┌──

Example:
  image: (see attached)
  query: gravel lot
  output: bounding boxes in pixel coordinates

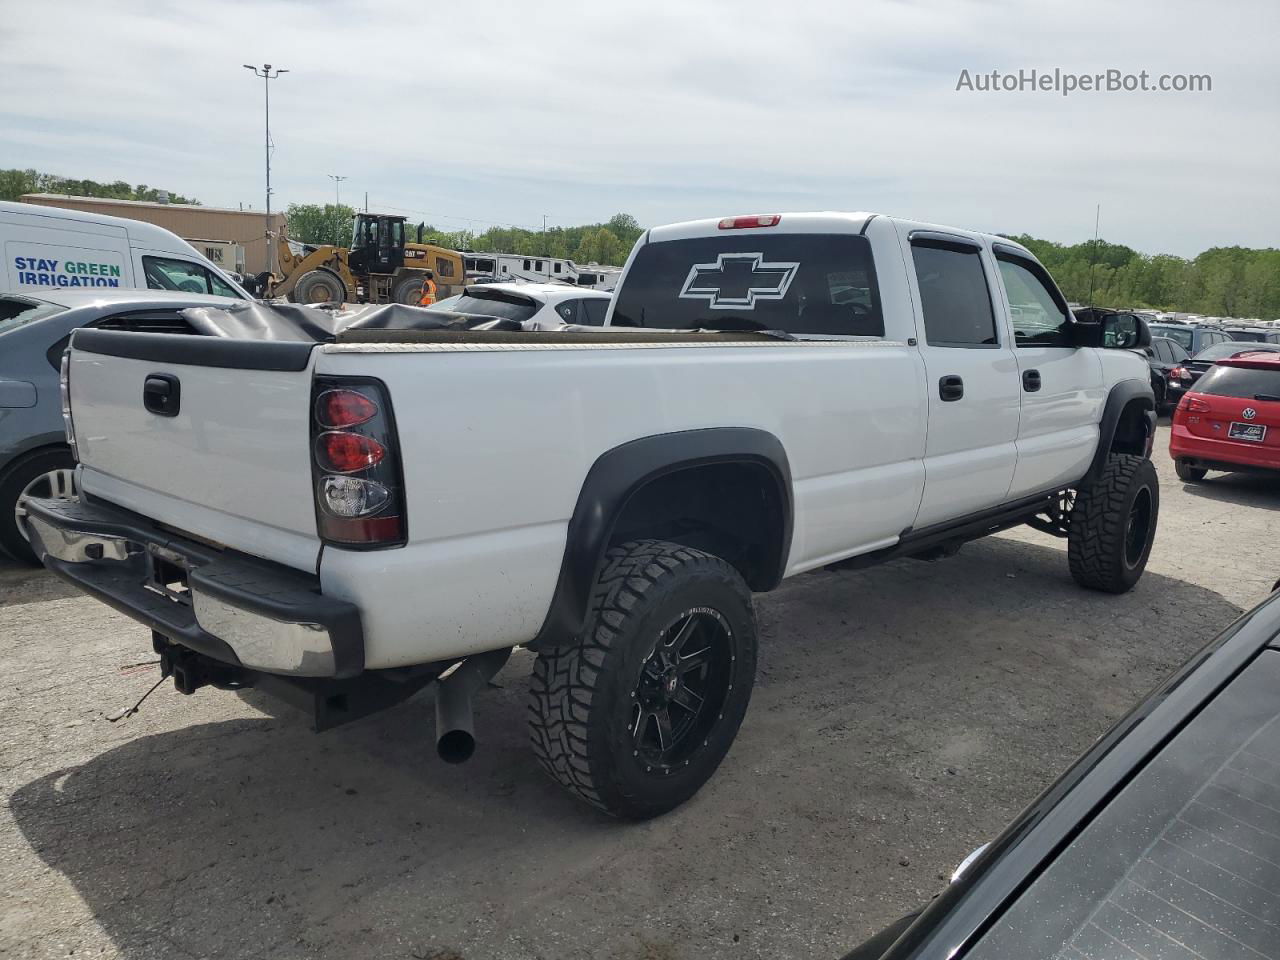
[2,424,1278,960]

└──
┌──

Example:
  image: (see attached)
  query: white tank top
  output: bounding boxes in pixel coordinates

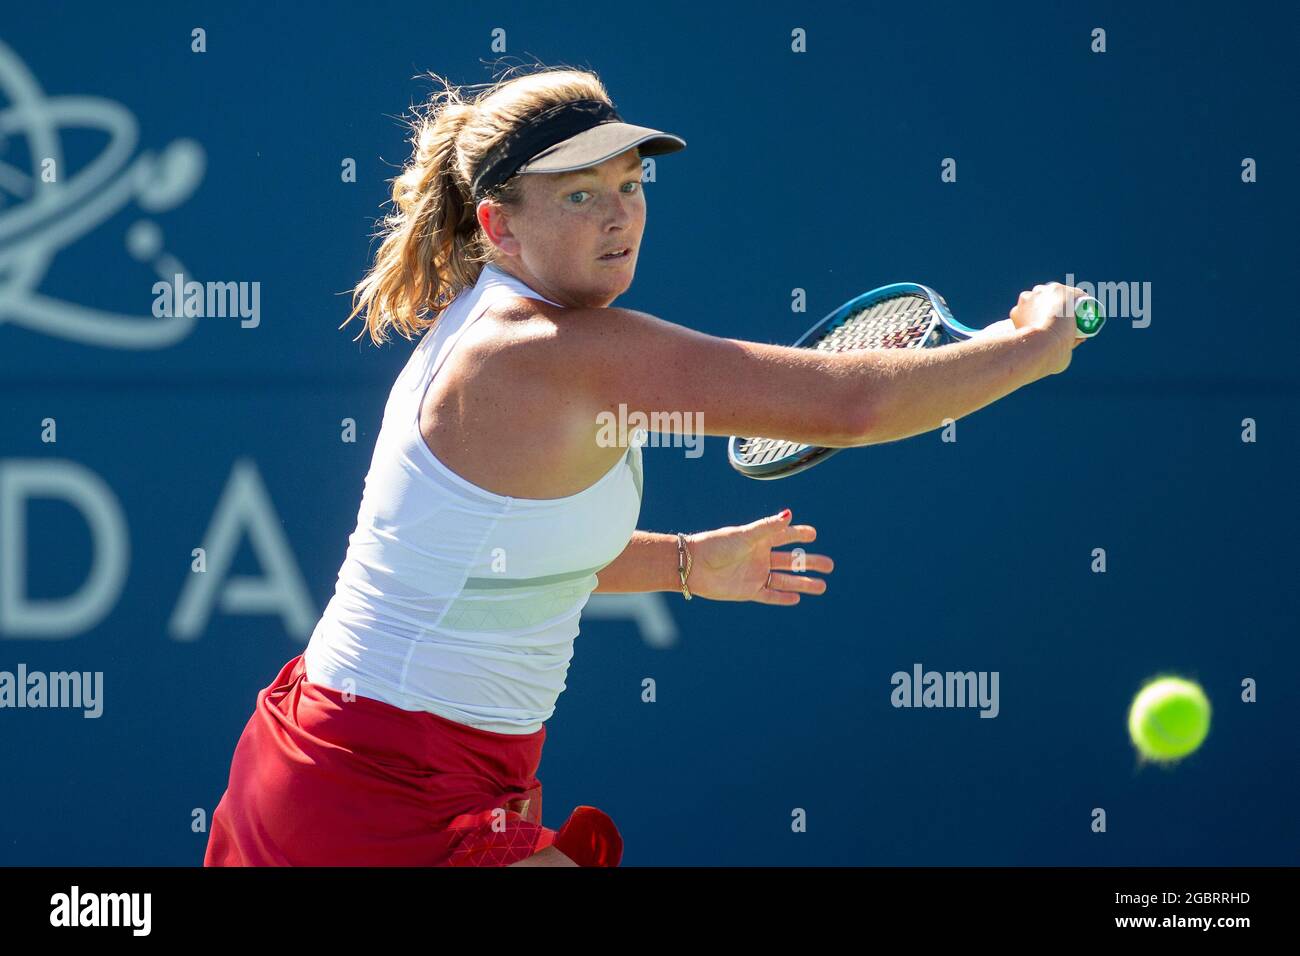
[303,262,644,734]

└──
┌──

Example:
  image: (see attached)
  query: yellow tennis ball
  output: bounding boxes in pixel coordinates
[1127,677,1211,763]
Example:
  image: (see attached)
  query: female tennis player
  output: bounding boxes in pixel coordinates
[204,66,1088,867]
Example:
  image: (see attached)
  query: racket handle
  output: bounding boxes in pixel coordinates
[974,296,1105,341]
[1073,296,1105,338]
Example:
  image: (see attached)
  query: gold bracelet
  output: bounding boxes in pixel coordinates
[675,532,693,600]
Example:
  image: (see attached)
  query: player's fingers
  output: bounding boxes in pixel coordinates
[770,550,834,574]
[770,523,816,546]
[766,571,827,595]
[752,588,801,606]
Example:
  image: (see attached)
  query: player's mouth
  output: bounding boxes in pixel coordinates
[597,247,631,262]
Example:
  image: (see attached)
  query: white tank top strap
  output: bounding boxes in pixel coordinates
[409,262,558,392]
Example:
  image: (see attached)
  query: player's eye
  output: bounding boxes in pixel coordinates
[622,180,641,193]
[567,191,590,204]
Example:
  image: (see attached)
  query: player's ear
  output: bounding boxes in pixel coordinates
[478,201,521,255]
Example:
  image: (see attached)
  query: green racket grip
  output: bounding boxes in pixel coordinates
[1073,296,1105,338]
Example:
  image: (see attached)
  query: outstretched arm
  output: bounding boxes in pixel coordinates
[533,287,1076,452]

└──

- [Try it]: Copy every line of the listing containing the string "player".

- [Answer area]:
  query: female tennis player
  query: player's fingers
  query: player's mouth
  query: player's eye
  query: player's ear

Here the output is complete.